Point labeling data based on photos
------------------------------------------------------------

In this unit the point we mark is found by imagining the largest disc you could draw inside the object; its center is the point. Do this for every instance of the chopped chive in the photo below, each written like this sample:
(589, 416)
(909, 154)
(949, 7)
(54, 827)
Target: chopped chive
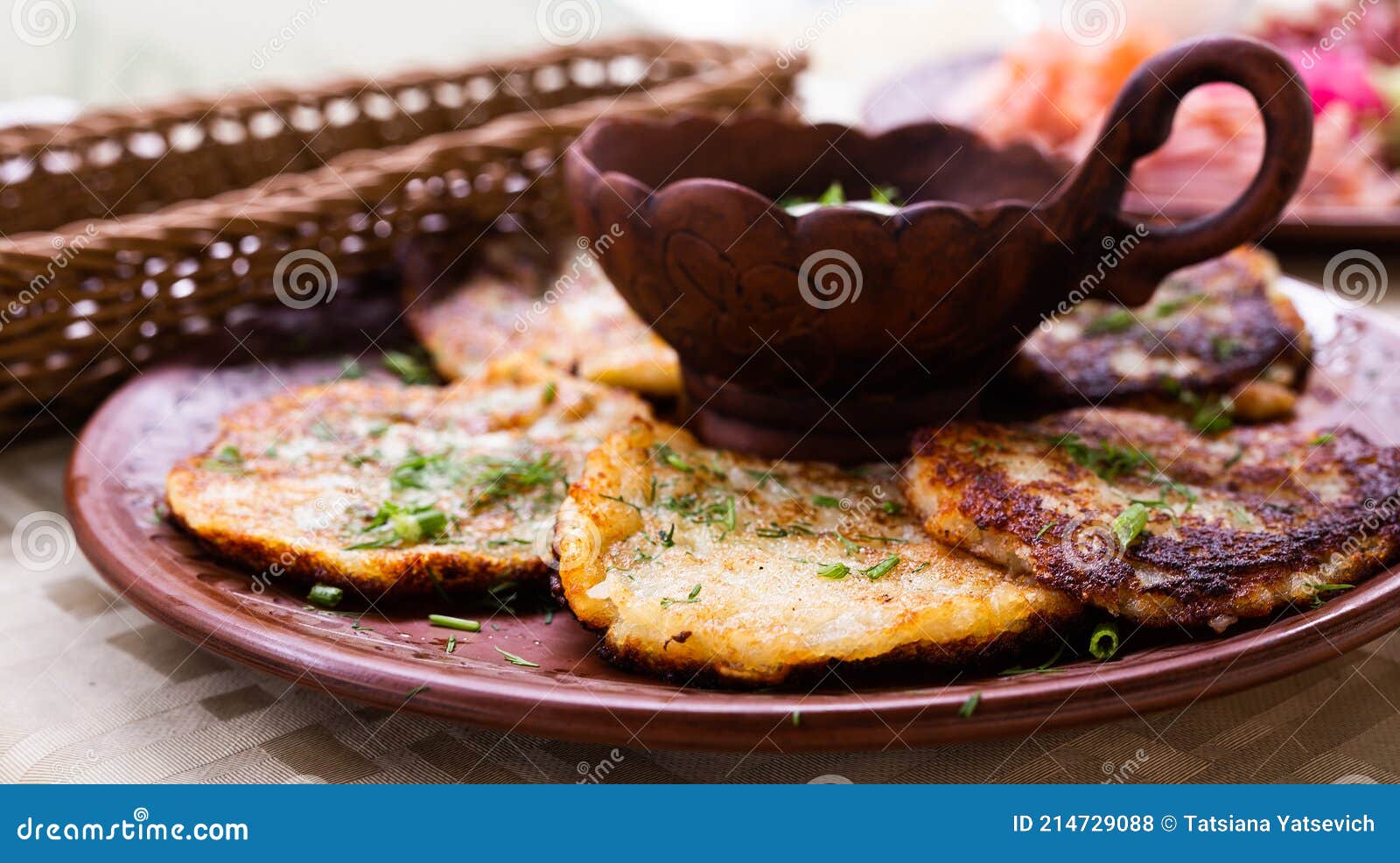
(441, 620)
(226, 461)
(692, 597)
(408, 368)
(1103, 642)
(326, 596)
(881, 569)
(850, 547)
(1119, 319)
(1130, 523)
(515, 660)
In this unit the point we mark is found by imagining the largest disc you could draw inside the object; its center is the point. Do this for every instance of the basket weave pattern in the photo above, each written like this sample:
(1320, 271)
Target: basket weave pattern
(345, 172)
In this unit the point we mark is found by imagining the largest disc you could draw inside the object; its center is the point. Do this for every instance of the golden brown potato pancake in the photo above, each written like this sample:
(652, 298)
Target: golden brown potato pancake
(405, 489)
(1217, 340)
(1144, 517)
(578, 322)
(706, 565)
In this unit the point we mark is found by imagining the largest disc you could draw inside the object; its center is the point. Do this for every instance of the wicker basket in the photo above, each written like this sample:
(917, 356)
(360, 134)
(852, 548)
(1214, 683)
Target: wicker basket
(329, 179)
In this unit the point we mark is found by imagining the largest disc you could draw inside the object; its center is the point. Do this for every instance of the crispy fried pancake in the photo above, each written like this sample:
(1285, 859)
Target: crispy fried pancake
(707, 565)
(1231, 526)
(578, 322)
(1215, 329)
(410, 489)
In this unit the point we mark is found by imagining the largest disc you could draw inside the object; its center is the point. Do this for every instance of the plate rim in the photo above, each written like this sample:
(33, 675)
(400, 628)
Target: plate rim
(658, 715)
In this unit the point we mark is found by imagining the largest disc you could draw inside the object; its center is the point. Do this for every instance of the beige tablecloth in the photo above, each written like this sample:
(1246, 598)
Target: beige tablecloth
(95, 692)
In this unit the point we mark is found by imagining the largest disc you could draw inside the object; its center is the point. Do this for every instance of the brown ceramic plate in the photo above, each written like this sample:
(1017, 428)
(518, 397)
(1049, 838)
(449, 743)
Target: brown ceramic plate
(942, 91)
(399, 663)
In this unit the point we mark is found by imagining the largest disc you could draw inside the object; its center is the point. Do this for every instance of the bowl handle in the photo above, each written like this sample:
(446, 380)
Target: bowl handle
(1141, 121)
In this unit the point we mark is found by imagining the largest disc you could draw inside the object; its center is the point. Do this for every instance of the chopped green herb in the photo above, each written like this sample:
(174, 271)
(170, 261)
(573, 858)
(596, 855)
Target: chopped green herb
(692, 597)
(674, 459)
(850, 547)
(1119, 319)
(1108, 461)
(888, 195)
(833, 195)
(226, 461)
(515, 660)
(1322, 589)
(508, 477)
(441, 620)
(1130, 523)
(1169, 307)
(402, 526)
(1103, 641)
(881, 569)
(408, 368)
(326, 596)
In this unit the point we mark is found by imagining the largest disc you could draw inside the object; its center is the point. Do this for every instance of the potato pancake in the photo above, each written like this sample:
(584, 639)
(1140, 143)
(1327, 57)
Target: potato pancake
(1217, 340)
(405, 489)
(711, 566)
(1144, 517)
(578, 322)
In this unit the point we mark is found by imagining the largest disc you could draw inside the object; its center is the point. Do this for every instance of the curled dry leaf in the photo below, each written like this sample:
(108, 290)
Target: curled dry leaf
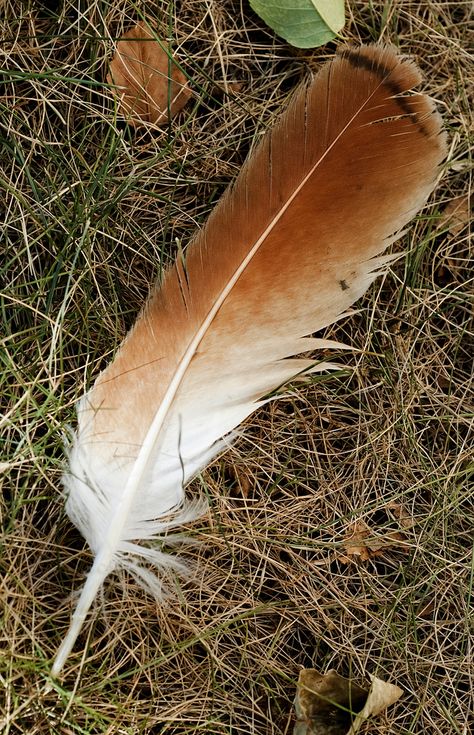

------------------------------------------------------------

Challenge: Report each line of the records above that contains the string "herb". Case counts.

Finished answer:
In this unit the point we mark is found by imagining the largest disc you could draw inside the object; its center is the point. Do this for every instance of the chopped green herb in the photo above, each written like this sample:
Target: chopped green herb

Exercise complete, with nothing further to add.